▸ Collected data entries
------------------------------------------------------------
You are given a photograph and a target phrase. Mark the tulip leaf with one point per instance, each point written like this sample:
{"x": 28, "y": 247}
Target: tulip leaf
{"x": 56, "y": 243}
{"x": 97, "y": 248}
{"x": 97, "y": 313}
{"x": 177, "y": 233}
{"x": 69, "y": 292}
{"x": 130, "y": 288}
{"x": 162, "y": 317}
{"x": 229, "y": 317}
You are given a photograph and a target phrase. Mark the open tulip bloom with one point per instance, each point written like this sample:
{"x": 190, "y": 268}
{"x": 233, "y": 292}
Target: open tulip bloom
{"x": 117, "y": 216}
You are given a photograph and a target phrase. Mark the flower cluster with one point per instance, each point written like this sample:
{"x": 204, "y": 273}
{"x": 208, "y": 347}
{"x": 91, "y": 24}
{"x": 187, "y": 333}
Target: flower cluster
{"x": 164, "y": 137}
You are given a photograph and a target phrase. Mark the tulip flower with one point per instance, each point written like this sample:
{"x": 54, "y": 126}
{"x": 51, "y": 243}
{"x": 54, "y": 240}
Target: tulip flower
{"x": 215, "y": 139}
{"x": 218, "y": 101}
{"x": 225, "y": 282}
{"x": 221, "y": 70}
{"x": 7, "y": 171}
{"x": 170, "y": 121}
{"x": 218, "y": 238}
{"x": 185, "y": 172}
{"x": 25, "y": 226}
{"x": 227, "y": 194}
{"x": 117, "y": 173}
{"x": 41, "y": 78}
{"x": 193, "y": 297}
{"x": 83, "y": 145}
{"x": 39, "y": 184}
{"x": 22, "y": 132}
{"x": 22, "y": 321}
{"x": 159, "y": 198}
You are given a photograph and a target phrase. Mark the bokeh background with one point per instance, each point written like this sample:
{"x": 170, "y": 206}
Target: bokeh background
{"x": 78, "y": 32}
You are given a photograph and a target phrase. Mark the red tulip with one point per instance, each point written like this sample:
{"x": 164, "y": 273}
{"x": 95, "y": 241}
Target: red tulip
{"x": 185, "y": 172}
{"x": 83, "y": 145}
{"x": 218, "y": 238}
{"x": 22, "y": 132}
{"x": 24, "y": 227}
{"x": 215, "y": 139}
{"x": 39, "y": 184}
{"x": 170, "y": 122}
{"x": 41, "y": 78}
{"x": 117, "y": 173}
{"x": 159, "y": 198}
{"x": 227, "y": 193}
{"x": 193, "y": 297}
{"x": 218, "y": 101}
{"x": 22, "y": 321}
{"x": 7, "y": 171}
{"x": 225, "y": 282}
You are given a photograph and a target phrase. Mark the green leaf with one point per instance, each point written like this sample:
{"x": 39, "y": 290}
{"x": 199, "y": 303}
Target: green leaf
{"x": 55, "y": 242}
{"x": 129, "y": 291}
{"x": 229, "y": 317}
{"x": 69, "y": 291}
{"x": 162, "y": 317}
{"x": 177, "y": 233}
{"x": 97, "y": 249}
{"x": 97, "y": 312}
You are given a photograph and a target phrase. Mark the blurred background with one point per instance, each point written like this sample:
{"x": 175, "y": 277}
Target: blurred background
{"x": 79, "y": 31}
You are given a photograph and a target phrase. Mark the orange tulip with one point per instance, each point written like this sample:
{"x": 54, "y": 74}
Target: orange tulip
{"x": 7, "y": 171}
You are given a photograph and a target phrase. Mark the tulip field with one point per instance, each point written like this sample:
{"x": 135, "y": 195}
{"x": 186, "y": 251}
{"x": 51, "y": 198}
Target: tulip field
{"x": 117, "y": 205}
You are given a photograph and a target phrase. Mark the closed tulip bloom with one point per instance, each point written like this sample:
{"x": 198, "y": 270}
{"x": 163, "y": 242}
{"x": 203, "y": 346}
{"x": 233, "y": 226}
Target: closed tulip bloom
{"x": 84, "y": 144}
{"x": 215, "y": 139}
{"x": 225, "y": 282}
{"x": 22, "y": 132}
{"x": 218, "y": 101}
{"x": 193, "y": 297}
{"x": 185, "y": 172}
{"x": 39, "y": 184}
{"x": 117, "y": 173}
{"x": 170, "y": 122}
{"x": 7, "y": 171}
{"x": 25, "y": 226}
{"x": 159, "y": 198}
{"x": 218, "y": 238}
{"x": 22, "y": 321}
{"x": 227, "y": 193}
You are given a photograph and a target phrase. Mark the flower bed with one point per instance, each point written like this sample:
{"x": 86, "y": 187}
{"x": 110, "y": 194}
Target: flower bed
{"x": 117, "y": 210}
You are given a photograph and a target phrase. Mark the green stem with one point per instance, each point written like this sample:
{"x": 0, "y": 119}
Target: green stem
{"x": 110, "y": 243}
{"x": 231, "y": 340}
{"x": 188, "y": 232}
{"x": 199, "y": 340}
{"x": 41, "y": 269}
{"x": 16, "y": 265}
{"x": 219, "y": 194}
------------------------------------------------------------
▸ Exercise objective
Every line above must appear again in your reply, exactly as written.

▸ Your solution
You are given a photograph and a target phrase. Mark the tulip leaf with one point per instance, each point written like this sample:
{"x": 28, "y": 247}
Target: tulip leaf
{"x": 56, "y": 243}
{"x": 97, "y": 248}
{"x": 97, "y": 313}
{"x": 177, "y": 233}
{"x": 69, "y": 292}
{"x": 130, "y": 288}
{"x": 162, "y": 317}
{"x": 229, "y": 317}
You are given a photograph and a target phrase. Mark the open tulip bloom with one point per instance, each point written like this sample:
{"x": 190, "y": 268}
{"x": 233, "y": 292}
Target: open tulip bloom
{"x": 117, "y": 216}
You are given a photograph and a target phrase. Mark the flower cluster with one point per instance, each point written like this sample:
{"x": 204, "y": 273}
{"x": 208, "y": 347}
{"x": 91, "y": 24}
{"x": 187, "y": 333}
Target: flower cluster
{"x": 164, "y": 137}
You are given a photograph and a target phrase. Mark the tulip flower with one point per instance, each point written like this sample:
{"x": 54, "y": 126}
{"x": 51, "y": 243}
{"x": 54, "y": 240}
Target: tulip flower
{"x": 215, "y": 139}
{"x": 218, "y": 101}
{"x": 225, "y": 282}
{"x": 221, "y": 70}
{"x": 7, "y": 171}
{"x": 170, "y": 121}
{"x": 218, "y": 238}
{"x": 185, "y": 172}
{"x": 25, "y": 226}
{"x": 227, "y": 194}
{"x": 117, "y": 173}
{"x": 41, "y": 78}
{"x": 193, "y": 297}
{"x": 83, "y": 145}
{"x": 39, "y": 184}
{"x": 22, "y": 132}
{"x": 22, "y": 321}
{"x": 159, "y": 198}
You are given a photograph and a target phrase. Mark the bokeh background with one point per instance, each point written like this sample:
{"x": 170, "y": 206}
Target: bokeh background
{"x": 78, "y": 32}
You are given a photograph and a target phrase. Mark the red tulip with one point per instance, each point written like this sample:
{"x": 164, "y": 273}
{"x": 95, "y": 241}
Target: red tulip
{"x": 185, "y": 172}
{"x": 83, "y": 145}
{"x": 218, "y": 238}
{"x": 22, "y": 132}
{"x": 24, "y": 227}
{"x": 215, "y": 139}
{"x": 39, "y": 184}
{"x": 170, "y": 122}
{"x": 41, "y": 78}
{"x": 117, "y": 173}
{"x": 159, "y": 198}
{"x": 227, "y": 193}
{"x": 193, "y": 297}
{"x": 218, "y": 101}
{"x": 22, "y": 321}
{"x": 7, "y": 171}
{"x": 225, "y": 282}
You are given a photograph and a target phrase. Mark the green leaf with one point per instance, each point written like this sample:
{"x": 39, "y": 290}
{"x": 199, "y": 303}
Target: green leaf
{"x": 55, "y": 242}
{"x": 129, "y": 291}
{"x": 229, "y": 317}
{"x": 69, "y": 291}
{"x": 162, "y": 317}
{"x": 177, "y": 233}
{"x": 97, "y": 249}
{"x": 97, "y": 312}
You are given a photograph and a target phrase. Mark the blurred background with one point per instance, each point written like this sample:
{"x": 175, "y": 277}
Target: blurred background
{"x": 79, "y": 31}
You are given a photograph and a target phrase. Mark the orange tulip with one point per instance, each point written like this sample:
{"x": 54, "y": 74}
Target: orange tulip
{"x": 7, "y": 171}
You are given a photograph and a target phrase. Mark the tulip field with one point per instance, each point written like this sample:
{"x": 135, "y": 195}
{"x": 186, "y": 251}
{"x": 51, "y": 198}
Target: tulip field
{"x": 117, "y": 205}
You are given a photograph and a target phrase. Mark the closed tulip bloom with one point per instance, each point written like this sample:
{"x": 198, "y": 270}
{"x": 163, "y": 242}
{"x": 203, "y": 346}
{"x": 233, "y": 226}
Target: closed tulip bloom
{"x": 84, "y": 144}
{"x": 215, "y": 139}
{"x": 225, "y": 282}
{"x": 22, "y": 132}
{"x": 218, "y": 101}
{"x": 193, "y": 297}
{"x": 185, "y": 172}
{"x": 39, "y": 184}
{"x": 117, "y": 173}
{"x": 170, "y": 122}
{"x": 7, "y": 171}
{"x": 25, "y": 226}
{"x": 159, "y": 198}
{"x": 218, "y": 238}
{"x": 22, "y": 321}
{"x": 227, "y": 193}
You are given a photograph and a target phrase. Mark the flower bed with one point per instance, each point written like this sample:
{"x": 86, "y": 187}
{"x": 110, "y": 194}
Target: flower bed
{"x": 117, "y": 210}
You are given a photograph and a target phrase. Mark the green stem with one point per instance, each point written like this sample:
{"x": 0, "y": 119}
Target: green stem
{"x": 110, "y": 243}
{"x": 231, "y": 340}
{"x": 188, "y": 232}
{"x": 199, "y": 340}
{"x": 41, "y": 269}
{"x": 16, "y": 265}
{"x": 219, "y": 194}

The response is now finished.